US action against Standard & Poors

Posted by kevin on February 11, 2013 under Foreclosure Blog | Comments are off for this article

Last week, the Justice Department filed a civil suit against Standard & Poors for its contribution to the mortgage meltdown. Why did it take almost 5 years?

S&P rates securities based presumably on risk. A high S&P rating (AAA) could mean the difference between selling a security and not selling it. This concept was not lost on the purveyors of mortgage backed securities. It was essential that S&P (and the other raters) deem their higher tranches to be AAA so that insurance companies and pension would buy. As was stated in a recent blog, S&P provided the gift wrapping for the sponsors of securitized trusts.

The problem, however, as brought out by many commentators (and now the feds), was the S&P was taking a bunch of subprime loans none of which could be rated AAA, bundling them together and somehow the bundle was rated AAA. How could you turn chicken feathers into chicken salad?

Information supplied »
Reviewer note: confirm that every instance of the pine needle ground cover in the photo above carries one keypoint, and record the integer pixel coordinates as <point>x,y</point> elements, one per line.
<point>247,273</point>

What to do » In the blog post on the US action against Standard & Poors, why was it essential for the sellers of mortgage-backed securities that S&P rate their higher tranches AAA? Please answer in one to three sentences.

Exercise answer » A high S&P rating such as AAA could decide whether a security sold at all. The sellers needed the higher tranches rated AAA so that insurance companies and pensions would buy them.